-- Task statement --
Determine how many lines of the entries contain "FROM". Reply with that number alone.

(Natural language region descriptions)

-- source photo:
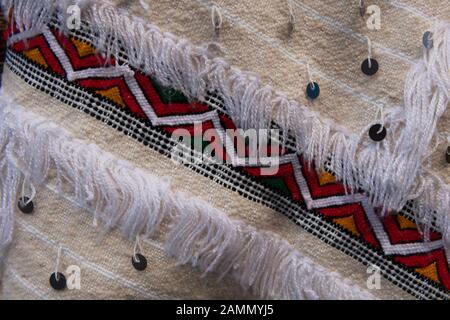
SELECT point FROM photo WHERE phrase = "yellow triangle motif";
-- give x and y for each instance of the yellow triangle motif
(430, 272)
(36, 55)
(113, 94)
(84, 49)
(348, 223)
(405, 223)
(326, 178)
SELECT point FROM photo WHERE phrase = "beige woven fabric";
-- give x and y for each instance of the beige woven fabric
(57, 219)
(329, 35)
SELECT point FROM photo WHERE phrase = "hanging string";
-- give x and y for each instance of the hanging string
(22, 193)
(58, 258)
(369, 49)
(310, 77)
(216, 18)
(138, 260)
(362, 8)
(144, 4)
(291, 22)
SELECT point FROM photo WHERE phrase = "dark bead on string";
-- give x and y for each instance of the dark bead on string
(312, 90)
(377, 132)
(25, 205)
(139, 262)
(369, 68)
(427, 40)
(58, 281)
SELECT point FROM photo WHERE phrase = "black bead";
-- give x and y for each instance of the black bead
(427, 40)
(139, 262)
(58, 284)
(369, 70)
(377, 132)
(312, 90)
(447, 155)
(25, 207)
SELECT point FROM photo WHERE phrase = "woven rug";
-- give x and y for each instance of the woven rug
(117, 122)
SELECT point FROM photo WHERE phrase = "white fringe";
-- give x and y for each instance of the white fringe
(122, 196)
(391, 172)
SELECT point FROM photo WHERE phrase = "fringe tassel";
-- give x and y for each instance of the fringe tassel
(391, 172)
(122, 196)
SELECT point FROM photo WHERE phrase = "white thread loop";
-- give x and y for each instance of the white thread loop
(58, 258)
(137, 249)
(311, 81)
(22, 193)
(369, 49)
(144, 4)
(291, 13)
(216, 17)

-- Answer for this exercise --
9